Run to where the ball is going

Anticipation. This is what defines the difference between a good and a great player. I used to get frustrated playing rugby because other players always seemed to get more ball than me. I assumed they were lucky — in the right place at the right time. Eventually, I realised they were making their own luck. They could read the game and were positioned in the right place to pick up that pass in broken play or make that spot tackle.

The people who are the best at this also make it look so easy. Because they were not trying to catch up with the play, they are already there, waiting for it to come to them. I considered them greedy, but deep down I knew my belief was really just a jealous justification.

This ability to anticipate is not restricted to the sports field. Many businesses have been founded on clever anticipation. And the best ones are those who have correctly identified the second-order impacts of a change.

Amazon is possibly our greatest example of running to where the ball is. They began life as an online bookseller, exploiting the internet's infinite shelf space.

They have since morphed into a vast e-commerce business, a state-of-the-art logistics provider, a cloud computing behemoth, and have become the world’s third-largest advertising platform (after Google and Meta).

Phew! Amazon has grown into a monster from nothing (a rather shrewd one).

What you need to do.
Copy out the full piece on anticipation above, word for word.

(Stored records)
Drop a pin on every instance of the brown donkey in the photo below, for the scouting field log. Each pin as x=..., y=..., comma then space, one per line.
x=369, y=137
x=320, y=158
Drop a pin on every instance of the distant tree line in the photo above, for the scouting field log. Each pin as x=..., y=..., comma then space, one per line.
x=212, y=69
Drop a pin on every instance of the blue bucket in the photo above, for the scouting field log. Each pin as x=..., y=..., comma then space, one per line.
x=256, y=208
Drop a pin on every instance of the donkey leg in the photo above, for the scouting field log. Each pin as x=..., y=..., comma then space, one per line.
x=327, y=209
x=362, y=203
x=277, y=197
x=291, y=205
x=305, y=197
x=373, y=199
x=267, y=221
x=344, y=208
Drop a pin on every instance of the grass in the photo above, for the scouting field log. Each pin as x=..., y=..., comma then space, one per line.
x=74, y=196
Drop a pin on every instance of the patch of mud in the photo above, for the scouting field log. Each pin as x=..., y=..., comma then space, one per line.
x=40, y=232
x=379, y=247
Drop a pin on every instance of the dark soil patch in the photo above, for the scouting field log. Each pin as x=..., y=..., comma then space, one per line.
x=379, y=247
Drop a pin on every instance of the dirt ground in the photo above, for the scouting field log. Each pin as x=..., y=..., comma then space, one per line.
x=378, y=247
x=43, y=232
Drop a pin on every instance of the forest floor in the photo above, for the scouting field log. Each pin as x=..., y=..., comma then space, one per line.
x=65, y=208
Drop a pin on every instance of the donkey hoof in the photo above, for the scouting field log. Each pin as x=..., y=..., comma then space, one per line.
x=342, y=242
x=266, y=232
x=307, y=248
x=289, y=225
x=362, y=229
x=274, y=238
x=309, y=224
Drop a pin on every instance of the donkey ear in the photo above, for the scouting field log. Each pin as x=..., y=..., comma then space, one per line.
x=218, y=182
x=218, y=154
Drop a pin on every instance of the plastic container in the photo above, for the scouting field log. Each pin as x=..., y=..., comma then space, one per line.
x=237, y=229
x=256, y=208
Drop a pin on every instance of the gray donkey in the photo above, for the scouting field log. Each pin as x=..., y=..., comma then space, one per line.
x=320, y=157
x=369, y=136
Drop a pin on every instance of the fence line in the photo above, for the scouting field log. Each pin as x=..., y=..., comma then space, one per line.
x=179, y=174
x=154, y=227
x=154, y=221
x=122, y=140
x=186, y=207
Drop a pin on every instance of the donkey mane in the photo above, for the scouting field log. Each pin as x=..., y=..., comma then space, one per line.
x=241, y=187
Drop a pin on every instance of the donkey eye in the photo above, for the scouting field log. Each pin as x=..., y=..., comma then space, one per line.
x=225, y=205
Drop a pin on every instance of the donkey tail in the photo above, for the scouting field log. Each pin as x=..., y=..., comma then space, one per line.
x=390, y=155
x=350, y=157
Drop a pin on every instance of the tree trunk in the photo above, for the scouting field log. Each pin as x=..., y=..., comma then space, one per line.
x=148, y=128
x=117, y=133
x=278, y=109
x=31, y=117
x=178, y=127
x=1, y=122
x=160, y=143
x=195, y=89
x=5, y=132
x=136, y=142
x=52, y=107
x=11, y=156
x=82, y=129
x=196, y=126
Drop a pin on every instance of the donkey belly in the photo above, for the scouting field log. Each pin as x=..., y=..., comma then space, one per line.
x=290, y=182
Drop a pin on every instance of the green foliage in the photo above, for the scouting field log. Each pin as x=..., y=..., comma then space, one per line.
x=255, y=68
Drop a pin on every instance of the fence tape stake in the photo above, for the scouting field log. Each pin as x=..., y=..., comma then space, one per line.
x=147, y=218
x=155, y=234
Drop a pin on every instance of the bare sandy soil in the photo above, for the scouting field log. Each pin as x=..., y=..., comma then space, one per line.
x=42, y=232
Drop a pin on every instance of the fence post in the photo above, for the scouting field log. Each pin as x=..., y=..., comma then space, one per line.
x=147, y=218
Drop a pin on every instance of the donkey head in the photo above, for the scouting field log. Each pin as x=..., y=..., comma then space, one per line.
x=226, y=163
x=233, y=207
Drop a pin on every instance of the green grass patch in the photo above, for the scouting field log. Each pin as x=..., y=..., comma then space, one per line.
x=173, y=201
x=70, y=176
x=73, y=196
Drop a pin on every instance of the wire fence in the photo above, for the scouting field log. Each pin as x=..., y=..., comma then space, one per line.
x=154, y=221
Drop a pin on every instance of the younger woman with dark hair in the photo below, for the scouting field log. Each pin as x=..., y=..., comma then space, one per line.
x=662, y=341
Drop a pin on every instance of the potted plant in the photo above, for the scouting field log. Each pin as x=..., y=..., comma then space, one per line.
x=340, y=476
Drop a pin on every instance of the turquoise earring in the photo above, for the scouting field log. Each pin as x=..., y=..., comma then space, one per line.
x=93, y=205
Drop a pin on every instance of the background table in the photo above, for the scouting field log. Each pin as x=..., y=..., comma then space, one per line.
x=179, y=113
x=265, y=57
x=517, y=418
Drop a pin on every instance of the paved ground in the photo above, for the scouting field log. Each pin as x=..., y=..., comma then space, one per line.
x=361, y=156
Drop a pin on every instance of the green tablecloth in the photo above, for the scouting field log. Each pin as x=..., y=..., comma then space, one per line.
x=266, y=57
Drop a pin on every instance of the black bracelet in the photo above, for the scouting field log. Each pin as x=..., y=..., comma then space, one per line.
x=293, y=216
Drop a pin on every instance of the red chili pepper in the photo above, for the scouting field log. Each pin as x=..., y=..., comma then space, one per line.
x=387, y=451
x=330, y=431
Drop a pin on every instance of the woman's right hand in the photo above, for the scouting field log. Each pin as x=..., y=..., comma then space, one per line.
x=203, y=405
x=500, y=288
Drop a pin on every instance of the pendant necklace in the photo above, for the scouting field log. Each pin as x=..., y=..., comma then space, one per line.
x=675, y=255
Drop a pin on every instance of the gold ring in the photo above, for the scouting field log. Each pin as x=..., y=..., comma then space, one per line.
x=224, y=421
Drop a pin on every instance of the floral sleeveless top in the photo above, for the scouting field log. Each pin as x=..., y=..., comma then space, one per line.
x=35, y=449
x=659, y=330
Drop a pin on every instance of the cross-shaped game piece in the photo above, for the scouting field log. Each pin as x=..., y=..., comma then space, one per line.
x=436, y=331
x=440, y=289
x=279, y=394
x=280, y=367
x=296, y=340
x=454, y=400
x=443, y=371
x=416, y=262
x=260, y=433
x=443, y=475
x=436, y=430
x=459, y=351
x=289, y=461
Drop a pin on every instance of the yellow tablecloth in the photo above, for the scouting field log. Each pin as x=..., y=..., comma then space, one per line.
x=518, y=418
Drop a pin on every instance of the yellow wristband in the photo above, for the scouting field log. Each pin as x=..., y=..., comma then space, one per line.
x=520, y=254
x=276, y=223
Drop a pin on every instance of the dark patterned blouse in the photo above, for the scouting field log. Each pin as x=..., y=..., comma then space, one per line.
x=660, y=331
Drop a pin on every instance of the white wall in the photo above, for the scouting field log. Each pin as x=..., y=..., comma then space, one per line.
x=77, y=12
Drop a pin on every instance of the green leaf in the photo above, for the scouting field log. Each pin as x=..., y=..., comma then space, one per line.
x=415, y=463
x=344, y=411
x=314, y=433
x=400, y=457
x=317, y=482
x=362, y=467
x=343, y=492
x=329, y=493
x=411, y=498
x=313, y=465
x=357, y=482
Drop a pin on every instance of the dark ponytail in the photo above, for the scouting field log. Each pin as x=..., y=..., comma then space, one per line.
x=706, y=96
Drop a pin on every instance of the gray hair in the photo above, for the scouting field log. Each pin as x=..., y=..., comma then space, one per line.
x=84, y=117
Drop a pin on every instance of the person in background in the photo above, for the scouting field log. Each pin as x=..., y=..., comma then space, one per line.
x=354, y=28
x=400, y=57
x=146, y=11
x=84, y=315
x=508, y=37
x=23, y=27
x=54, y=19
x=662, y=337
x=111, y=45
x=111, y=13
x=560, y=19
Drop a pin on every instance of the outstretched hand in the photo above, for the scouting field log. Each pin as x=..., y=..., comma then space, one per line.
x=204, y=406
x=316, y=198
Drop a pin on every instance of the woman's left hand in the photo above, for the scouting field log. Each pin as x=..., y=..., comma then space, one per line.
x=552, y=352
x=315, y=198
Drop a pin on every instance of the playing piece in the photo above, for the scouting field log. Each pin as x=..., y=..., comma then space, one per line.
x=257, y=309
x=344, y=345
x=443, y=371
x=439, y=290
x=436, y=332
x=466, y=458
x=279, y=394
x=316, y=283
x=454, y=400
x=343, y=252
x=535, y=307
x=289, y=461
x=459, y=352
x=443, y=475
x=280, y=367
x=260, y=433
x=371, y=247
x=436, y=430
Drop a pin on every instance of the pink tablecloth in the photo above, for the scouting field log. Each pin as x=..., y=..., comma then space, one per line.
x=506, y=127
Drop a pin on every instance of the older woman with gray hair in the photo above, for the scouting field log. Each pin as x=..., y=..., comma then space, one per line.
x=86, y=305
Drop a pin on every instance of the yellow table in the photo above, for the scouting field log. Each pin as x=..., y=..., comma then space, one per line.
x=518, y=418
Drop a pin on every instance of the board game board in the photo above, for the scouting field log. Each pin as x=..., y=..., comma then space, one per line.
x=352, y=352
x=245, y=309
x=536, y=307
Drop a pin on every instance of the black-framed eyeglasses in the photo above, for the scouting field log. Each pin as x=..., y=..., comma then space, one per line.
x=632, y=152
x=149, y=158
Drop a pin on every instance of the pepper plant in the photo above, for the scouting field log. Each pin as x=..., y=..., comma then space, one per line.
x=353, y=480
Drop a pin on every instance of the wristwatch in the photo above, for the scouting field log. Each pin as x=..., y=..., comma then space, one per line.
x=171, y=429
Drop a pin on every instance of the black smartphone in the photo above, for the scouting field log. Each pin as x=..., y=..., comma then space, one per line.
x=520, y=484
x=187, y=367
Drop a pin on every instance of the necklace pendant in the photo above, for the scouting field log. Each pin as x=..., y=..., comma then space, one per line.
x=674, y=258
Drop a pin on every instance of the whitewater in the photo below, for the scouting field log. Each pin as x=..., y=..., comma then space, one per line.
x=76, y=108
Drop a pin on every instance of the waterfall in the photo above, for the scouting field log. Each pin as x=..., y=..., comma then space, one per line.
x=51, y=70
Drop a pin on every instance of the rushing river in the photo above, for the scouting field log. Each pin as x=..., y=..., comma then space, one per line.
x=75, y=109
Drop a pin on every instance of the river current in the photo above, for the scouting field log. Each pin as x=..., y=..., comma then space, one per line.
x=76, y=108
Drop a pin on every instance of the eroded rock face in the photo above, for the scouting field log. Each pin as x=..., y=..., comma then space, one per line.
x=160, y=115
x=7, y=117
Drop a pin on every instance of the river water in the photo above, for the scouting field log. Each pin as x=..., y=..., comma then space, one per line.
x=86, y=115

Exercise solution.
Run to where the ball is going

Anticipation. This is what defines the difference between a good and a great player. I used to get frustrated playing rugby because other players always seemed to get more ball than me. I assumed they were lucky — in the right place at the right time. Eventually, I realised they were making their own luck. They could read the game and were positioned in the right place to pick up that pass in broken play or make that spot tackle.

The people who are the best at this also make it look so easy. Because they were not trying to catch up with the play, they are already there, waiting for it to come to them. I considered them greedy, but deep down I knew my belief was really just a jealous justification.

This ability to anticipate is not restricted to the sports field. Many businesses have been founded on clever anticipation. And the best ones are those who have correctly identified the second-order impacts of a change.

Amazon is possibly our greatest example of running to where the ball is. They began life as an online bookseller, exploiting the internet's infinite shelf space.

They have since morphed into a vast e-commerce business, a state-of-the-art logistics provider, a cloud computing behemoth, and have become the world’s third-largest advertising platform (after Google and Meta).

Phew! Amazon has grown into a monster from nothing (a rather shrewd one).